_TASK BRIEF_: In the part of the data that opens with the line containing "balcony is. Provide bounding box coordinates." and closes with the line containing "[112,795,159,885]", substitute "manipulation planner" for every "grasping module" and reproduce only those lines, with everything else unchanged.

_INPUT DATA_:
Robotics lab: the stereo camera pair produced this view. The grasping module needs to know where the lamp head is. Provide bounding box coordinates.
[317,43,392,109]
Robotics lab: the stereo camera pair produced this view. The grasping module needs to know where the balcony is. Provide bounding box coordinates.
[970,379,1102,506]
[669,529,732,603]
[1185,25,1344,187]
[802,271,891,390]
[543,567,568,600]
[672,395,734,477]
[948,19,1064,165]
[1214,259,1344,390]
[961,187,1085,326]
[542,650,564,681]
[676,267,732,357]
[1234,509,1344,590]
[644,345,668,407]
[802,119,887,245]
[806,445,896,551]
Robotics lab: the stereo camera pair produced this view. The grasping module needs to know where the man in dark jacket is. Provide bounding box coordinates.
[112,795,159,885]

* * *

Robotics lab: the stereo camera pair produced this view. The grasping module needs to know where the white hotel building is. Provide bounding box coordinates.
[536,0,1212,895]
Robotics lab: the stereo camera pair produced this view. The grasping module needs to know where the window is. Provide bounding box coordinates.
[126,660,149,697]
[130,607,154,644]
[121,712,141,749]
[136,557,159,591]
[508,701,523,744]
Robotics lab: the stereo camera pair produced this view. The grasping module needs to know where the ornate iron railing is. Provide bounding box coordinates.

_COMPLETE OUTPUT_:
Robotics lab: the stereo camera pair produced this view. The manipulation planner needs to know where the balcony is. Provide bounding box coordinates.
[970,379,1102,506]
[669,529,732,603]
[1185,25,1344,187]
[802,271,891,390]
[543,567,568,600]
[672,395,734,477]
[948,19,1064,165]
[1214,259,1344,390]
[961,187,1085,326]
[542,650,564,681]
[676,267,732,357]
[1234,509,1344,590]
[644,345,668,407]
[802,119,887,245]
[806,445,896,551]
Robotics lab: the stereo camera pair produced this view. The manipulation planner needs to know where the man in dark jacket is. Provide bounding box coordinates.
[112,795,159,885]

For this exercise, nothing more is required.